_Text_:
***

It’s time for a fundamental rethink

Steve Brooks says Labour must fundamentally address what the party is for.

It’s no secret that social democracy is in crisis.  In Britain, like most of Europe, centre-left parties have been swept from power.  Dominant for the first three decades after World War II, progressive thinking faltered when growth slowed in the 1970s.  Redistribution through tax and spend became increasingly difficult to deliver.  A rapid process of de-industrialisation from the 1980s, brought about in large part by Thatcherism and globalisation, threw us further off course.  At the time, the third-way looked like social democracy’s route back to the ascendency.  In the late 1990s we talked of a coming ‘Labour century’, yet just 7 years in, we were confronted by the financial crisis.

Tough choices followed and thanks to Labour, an economic depression was averted.  Before we left office, the economy had returned to growth.  As painful as 2010 was, many on the centre-left drew false comfort from subsequent events of the last 5 years.  Many assumed the global recession marked the beginning of the end of neo-liberal capitalism, and a shift back towards Keynesian economics.

The electorate had finally come to their senses.  Market failure followed by five years of austerity would pull the public to the left.  Popular policies like the Mansion Tax, scrapping the Bedroom Tax and the energy price freeze would propel us back into government.  We had got our party back, and soon we would be returned to power.  Except, we weren’t. We lost, and we lost big. Our opponents broke the swingometer whilst we achieved a lower share of the vote than the Tories did in 1997.

The task now for Labour is to accept defeat, regroup and renew.  Jon Cruddas has rightly identified the scale of the challenge we face.  The Labour party today has no more right to exist than the old Liberal party of the 1920s.   We suffered not just an electoral defeat, but an intellectual one too.  The financial crisis wasn’t just failure of the markets, it was a failure of government.   Voters understand this and we must learn the lesson they are trying to teach us.

Cruddas argues that we must be “prepared to go the dark places and fundamentally rethink what the Labour Party is for, who it represents, what it’s all about”.  It’s a debate on our mission, vision and values.  Something we haven’t had as a movement since the mid-1990s when we changed Clause IV.

Labour’s right have accused the left of retreating into its comfort zone.  The right retort that we only win when we are New Labour.   The truth is that both Old Labour and New Labour achieved spectacular things.  Old Labour established a health service based on need not ability to pay; it built homes for heroes; and created a welfare state that acted as springboard not a safety net.  New Labour brought in the National Minimum Wage, cut crime, extended employment rights, and led the way tackling global poverty.

But the world has changed and we will do a disservice to the people of Wales and Britain if we allow the debate to descend into a ‘left a bit, right a bit’ row. It is easy to get drawn into a heated argument on strategy and tactics.  Were the policies good? Was our message coherent? Were we too left? Too right? Wrong leader? Poor organisation? All of these questions matter and need answers, but our first task is something more fundamental.  We cannot allow superficial arguments about aspiration and structural questions about the party’s constitution; to overshadow the more pressing need to re-identify and re-articulate who we are and what we are for.

***

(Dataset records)
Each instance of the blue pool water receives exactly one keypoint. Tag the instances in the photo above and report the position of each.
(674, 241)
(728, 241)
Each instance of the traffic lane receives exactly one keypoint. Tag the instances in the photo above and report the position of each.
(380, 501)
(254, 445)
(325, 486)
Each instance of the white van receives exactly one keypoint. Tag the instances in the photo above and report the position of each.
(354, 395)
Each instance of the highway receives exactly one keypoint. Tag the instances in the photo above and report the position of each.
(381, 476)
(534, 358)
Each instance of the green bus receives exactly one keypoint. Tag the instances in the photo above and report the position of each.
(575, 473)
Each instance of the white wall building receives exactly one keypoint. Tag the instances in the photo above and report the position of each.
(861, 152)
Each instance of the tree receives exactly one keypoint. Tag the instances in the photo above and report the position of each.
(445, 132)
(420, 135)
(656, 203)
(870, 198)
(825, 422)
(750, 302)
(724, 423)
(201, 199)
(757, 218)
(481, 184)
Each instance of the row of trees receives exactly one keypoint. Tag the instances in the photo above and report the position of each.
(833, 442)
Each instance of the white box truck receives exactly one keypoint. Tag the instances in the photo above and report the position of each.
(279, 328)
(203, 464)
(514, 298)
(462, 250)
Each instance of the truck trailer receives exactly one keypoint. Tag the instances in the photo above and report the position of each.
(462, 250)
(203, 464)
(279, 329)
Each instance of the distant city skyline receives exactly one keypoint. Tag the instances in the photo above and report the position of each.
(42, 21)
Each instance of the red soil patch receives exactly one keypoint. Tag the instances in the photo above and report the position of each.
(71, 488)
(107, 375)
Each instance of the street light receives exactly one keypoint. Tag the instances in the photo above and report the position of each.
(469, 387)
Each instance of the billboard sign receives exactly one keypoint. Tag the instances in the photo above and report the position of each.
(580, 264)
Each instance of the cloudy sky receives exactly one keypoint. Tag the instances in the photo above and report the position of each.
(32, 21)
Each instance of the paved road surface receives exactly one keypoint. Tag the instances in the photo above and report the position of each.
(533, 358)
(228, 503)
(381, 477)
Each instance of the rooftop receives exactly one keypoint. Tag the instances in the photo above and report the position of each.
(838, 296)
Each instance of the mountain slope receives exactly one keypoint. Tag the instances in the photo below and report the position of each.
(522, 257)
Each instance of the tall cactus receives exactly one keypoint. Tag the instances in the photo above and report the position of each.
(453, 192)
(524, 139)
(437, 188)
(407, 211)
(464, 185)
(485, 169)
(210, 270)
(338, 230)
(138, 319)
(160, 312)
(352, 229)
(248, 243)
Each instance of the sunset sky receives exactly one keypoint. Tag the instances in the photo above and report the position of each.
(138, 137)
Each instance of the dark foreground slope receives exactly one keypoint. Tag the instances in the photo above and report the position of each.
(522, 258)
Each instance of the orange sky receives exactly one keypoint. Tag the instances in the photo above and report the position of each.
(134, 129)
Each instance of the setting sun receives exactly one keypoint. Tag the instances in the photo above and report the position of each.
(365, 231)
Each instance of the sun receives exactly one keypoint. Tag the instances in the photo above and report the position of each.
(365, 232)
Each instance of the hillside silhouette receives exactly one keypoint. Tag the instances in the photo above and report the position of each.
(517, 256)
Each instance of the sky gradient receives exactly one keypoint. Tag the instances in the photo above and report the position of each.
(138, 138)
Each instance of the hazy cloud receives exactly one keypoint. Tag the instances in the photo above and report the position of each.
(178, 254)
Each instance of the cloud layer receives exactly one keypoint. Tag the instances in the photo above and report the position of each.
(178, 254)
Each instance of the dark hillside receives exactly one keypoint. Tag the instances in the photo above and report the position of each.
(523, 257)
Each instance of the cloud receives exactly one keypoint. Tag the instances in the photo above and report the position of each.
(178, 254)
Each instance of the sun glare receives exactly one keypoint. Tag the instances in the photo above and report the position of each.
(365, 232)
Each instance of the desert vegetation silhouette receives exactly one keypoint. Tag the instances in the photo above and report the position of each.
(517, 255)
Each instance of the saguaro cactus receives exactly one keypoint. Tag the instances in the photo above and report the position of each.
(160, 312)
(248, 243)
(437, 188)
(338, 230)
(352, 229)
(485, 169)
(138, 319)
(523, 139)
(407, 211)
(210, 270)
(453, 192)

***

_Your tasks_:
**A)** Answer these questions from the text on Labour's future:
(i) According to the text, when did Labour last hold a debate on its mission, vision and values, and what change accompanied it?
(ii) Which three popular policies did many assume would propel Labour back into government?
(iii) What four achievements does the text credit to New Labour?
**B)** Return word for word the passage of the text on Labour's future, starting with "But the world" and going on through "we are for.".

_Solutions below_:
**A)**
(i) In the mid-1990s, when Labour changed Clause IV.
(ii) The Mansion Tax, scrapping the Bedroom Tax and the energy price freeze.
(iii) It brought in the National Minimum Wage, cut crime, extended employment rights and led the way in tackling global poverty.

**B)**
But the world has changed and we will do a disservice to the people of Wales and Britain if we allow the debate to descend into a ‘left a bit, right a bit’ row. It is easy to get drawn into a heated argument on strategy and tactics.  Were the policies good? Was our message coherent? Were we too left? Too right? Wrong leader? Poor organisation? All of these questions matter and need answers, but our first task is something more fundamental.  We cannot allow superficial arguments about aspiration and structural questions about the party’s constitution; to overshadow the more pressing need to re-identify and re-articulate who we are and what we are for.